__Supplied information__:

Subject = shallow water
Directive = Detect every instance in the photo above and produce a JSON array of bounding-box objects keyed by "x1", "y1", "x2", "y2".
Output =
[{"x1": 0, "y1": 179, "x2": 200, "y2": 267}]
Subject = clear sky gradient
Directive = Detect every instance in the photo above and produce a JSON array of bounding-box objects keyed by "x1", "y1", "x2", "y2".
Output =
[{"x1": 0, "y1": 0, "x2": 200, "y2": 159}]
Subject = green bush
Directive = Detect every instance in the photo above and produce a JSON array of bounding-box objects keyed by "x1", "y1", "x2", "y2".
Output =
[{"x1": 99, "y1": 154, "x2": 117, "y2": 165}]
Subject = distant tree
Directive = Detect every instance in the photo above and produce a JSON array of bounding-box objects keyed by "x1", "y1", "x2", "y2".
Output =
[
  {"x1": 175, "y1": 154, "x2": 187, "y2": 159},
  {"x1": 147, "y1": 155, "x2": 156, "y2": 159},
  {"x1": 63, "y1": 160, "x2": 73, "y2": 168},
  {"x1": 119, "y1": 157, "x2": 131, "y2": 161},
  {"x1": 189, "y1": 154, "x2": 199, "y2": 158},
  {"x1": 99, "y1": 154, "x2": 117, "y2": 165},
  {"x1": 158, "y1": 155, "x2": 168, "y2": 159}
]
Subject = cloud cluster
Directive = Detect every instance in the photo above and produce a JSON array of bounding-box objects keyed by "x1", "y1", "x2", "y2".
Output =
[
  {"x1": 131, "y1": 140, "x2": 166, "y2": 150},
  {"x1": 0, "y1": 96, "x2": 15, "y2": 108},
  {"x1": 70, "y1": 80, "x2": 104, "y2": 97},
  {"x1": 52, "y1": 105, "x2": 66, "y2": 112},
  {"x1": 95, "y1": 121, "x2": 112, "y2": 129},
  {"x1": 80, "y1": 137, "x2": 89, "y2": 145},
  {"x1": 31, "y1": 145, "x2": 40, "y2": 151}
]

__Exercise task__: Can you turn everything from the line containing "Subject = green bush" down to the end of the records into a numbered list, leaving out blank lines?

__Exercise response__:
1. Subject = green bush
2. Directive = Detect every instance in the photo above and produce a JSON array of bounding-box objects keyed by "x1", "y1", "x2", "y2".
3. Output =
4. [{"x1": 99, "y1": 154, "x2": 117, "y2": 165}]
5. Subject = distant tree
6. Directive = Detect every instance in the photo above and produce a JSON array of bounding-box objects keyed by "x1", "y1", "x2", "y2".
7. Output =
8. [
9.   {"x1": 175, "y1": 154, "x2": 187, "y2": 159},
10.   {"x1": 147, "y1": 155, "x2": 156, "y2": 159},
11.   {"x1": 63, "y1": 160, "x2": 73, "y2": 168},
12.   {"x1": 119, "y1": 157, "x2": 131, "y2": 161},
13.   {"x1": 189, "y1": 154, "x2": 199, "y2": 158},
14.   {"x1": 99, "y1": 154, "x2": 117, "y2": 165},
15.   {"x1": 158, "y1": 155, "x2": 168, "y2": 159}
16. ]
17. Subject = cloud cluster
18. Directive = Detect every instance in the photo above and produce a JSON array of bounding-box objects keyed by "x1", "y1", "x2", "y2".
19. Output =
20. [
21.   {"x1": 131, "y1": 140, "x2": 166, "y2": 150},
22.   {"x1": 0, "y1": 96, "x2": 15, "y2": 108},
23.   {"x1": 70, "y1": 80, "x2": 104, "y2": 97},
24.   {"x1": 52, "y1": 105, "x2": 66, "y2": 112},
25.   {"x1": 95, "y1": 121, "x2": 112, "y2": 129},
26.   {"x1": 80, "y1": 137, "x2": 89, "y2": 145},
27.   {"x1": 31, "y1": 145, "x2": 40, "y2": 151}
28. ]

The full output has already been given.